What to work on:
Repeat every record word for word and omit the images.

Exercise input:

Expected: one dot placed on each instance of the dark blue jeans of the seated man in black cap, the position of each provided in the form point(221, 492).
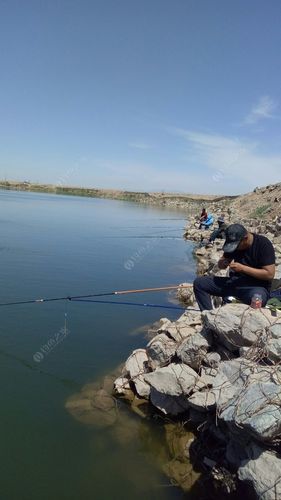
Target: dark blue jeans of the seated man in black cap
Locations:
point(240, 288)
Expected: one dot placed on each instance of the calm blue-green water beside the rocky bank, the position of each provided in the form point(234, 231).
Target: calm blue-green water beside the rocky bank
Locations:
point(55, 246)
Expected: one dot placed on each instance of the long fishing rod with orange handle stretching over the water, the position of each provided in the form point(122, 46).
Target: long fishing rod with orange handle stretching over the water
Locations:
point(104, 294)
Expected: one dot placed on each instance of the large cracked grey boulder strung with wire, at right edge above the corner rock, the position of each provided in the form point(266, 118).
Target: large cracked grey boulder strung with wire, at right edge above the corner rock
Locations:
point(255, 406)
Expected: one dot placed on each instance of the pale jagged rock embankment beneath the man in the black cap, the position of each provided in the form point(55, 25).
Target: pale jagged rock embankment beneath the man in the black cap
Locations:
point(220, 372)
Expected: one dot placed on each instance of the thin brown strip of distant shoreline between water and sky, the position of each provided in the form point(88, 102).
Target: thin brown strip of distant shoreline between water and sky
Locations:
point(164, 199)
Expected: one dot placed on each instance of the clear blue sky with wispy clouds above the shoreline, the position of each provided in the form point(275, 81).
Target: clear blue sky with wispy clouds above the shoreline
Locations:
point(152, 95)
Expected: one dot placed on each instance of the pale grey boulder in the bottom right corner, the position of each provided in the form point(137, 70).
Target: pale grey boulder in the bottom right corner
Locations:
point(263, 470)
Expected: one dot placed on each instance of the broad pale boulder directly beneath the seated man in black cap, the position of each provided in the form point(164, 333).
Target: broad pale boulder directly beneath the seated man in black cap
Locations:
point(238, 325)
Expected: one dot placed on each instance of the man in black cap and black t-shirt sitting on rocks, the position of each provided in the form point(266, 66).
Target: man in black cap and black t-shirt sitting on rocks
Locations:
point(251, 261)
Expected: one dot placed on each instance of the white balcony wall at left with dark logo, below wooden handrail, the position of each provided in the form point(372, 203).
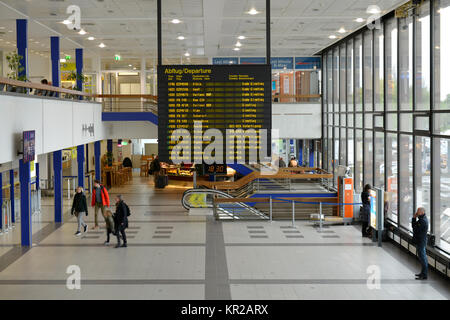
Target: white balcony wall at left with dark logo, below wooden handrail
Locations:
point(58, 123)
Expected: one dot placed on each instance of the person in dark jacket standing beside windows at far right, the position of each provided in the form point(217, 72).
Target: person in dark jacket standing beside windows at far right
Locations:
point(420, 228)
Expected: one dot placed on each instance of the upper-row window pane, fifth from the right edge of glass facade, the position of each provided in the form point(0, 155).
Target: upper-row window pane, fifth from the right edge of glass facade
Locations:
point(378, 43)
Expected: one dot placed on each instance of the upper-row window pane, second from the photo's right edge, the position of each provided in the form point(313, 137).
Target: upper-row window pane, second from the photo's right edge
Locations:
point(423, 58)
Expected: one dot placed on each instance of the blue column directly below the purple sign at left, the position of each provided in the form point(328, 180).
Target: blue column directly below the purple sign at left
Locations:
point(25, 205)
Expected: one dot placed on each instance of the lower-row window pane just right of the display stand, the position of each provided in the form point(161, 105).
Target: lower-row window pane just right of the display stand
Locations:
point(392, 176)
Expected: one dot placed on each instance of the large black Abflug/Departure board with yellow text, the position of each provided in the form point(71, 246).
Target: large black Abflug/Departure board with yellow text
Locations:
point(219, 96)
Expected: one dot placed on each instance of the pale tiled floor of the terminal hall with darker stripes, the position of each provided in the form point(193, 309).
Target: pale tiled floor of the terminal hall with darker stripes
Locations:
point(172, 255)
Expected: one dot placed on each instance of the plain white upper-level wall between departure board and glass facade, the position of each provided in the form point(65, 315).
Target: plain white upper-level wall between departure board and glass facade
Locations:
point(297, 121)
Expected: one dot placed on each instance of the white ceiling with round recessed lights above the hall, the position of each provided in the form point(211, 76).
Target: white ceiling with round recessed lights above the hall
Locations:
point(128, 27)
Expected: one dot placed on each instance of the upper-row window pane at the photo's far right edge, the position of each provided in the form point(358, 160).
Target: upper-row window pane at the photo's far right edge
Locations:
point(442, 54)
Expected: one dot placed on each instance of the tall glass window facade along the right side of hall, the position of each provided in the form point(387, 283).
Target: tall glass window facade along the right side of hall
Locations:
point(387, 113)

Written response:
Expected: one dot placed on each instance of the dark blue jeans of the seated man in black cap, the position of each provided in the form point(221, 492).
Target: dark blue jeans of the seated man in black cap
Locations:
point(240, 288)
Expected: one dot placed on each instance of the calm blue-green water beside the rocky bank, the position of each provided in the form point(234, 231).
Target: calm blue-green water beside the rocky bank
Locations:
point(55, 246)
Expected: one dot placed on each instance of the long fishing rod with orange handle stretching over the water, the position of each provided in the form point(122, 46).
Target: long fishing rod with orange handle stretching over the water
Locations:
point(104, 294)
Expected: one dot placed on each instance of the large cracked grey boulder strung with wire, at right edge above the corner rock, the position of each provided in the form point(266, 118).
Target: large cracked grey boulder strung with wire, at right edge above the corner rock
Locations:
point(255, 406)
Expected: one dot placed on each instance of the pale jagged rock embankment beneath the man in the black cap, the position of each provided in the form point(55, 25).
Target: pale jagged rock embankment beneath the man in the black cap
Locations:
point(220, 372)
Expected: one dot placed on each instance of the thin brown strip of distant shoreline between water and sky, the position of each provided in the form point(88, 102).
Target: thin brown strip of distant shoreline between water and sky
Locations:
point(164, 199)
Expected: one dot placed on each instance of the clear blue sky with wispy clouds above the shoreline, the position of each provided in the form point(275, 81).
Target: clear blue sky with wispy clouds above the shoreline
Locations:
point(152, 95)
Expected: one dot placed on each instance of the pale grey boulder in the bottom right corner, the position of each provided in the form point(137, 70).
Target: pale grey boulder in the bottom right corner
Locations:
point(263, 470)
Expected: one dot placed on each instance of the broad pale boulder directly beneath the seated man in black cap, the position of each provided in the form point(164, 333).
Target: broad pale boulder directly beneath the seated man in black cap
Locations:
point(238, 325)
Expected: one dot placed on each instance of the man in black cap and black t-shirt sitting on rocks, the position of each provided in the form point(266, 66).
Target: man in black cap and black t-shirt sitting on rocks
Locations:
point(251, 261)
Expected: one dot placed on each instance of the white balcony wall at left with dark logo, below wooden handrail, the position of each provided in the form point(372, 203).
Target: white balcony wall at left with dark logo, below wooden handrail
Locations:
point(58, 123)
Expected: one dot placed on each instance of the person in dark jacket standing beside windows at far right, the position of each provided in the form point(217, 72).
Target: person in dark jacket standing beside windows at far right
Locations:
point(420, 228)
Expected: one dot placed on each instance of the upper-row window pane, fifth from the right edge of glass facade, the position of each provided in the form point(0, 155).
Target: upper-row window pane, fifth from the right edge of glass facade
Locations:
point(378, 43)
Expected: one dot placed on each instance of the upper-row window pane, second from the photo's right edge, the position of each provided in the form point(313, 137).
Target: upper-row window pane, second from the photo's right edge
Locations:
point(423, 58)
Expected: one dot placed on each instance of the blue column directly below the purple sign at left, the position of each provided in the form point(328, 180).
Target: blue column directly below the purple sign at left
Locations:
point(25, 205)
Expected: one dot placed on each instance of the lower-row window pane just right of the display stand, the position of each provided in the form point(161, 105).
Target: lower-row window pane just right of the display stand
Locations:
point(392, 176)
Expected: one dot placed on each instance of the large black Abflug/Departure board with yellow text, the position of each provided in the form point(71, 246).
Target: large black Abflug/Departure board with yellow text
Locations:
point(219, 96)
Expected: one dot placed on each instance of the pale tiled floor of the terminal hall with darker stripes, the position of each provided in the form point(193, 309).
Target: pale tiled floor of the terminal hall with darker stripes
Locations:
point(172, 255)
Expected: one dot placed on each instance of the plain white upper-level wall between departure board and glass facade, the position of each provided in the form point(65, 315).
Target: plain white upper-level wall between departure board and glass facade
Locations:
point(297, 121)
Expected: one dot placed on each instance of the white ceiling with round recessed lights above the hall, the position of each provided in the form point(211, 76).
Target: white ceiling with round recessed lights above the hall
Locations:
point(128, 27)
Expected: one dot placed on each instance of the upper-row window pane at the photo's far right edge, the position of each provided in the form point(358, 160).
Target: upper-row window pane at the photo's far right edge
Locations:
point(442, 54)
Expected: one dot placed on each instance of the tall glass window facade along the right side of hall, the position of each provided in the form point(387, 283).
Target: tall glass window facade along the right side of hall
Locations:
point(387, 113)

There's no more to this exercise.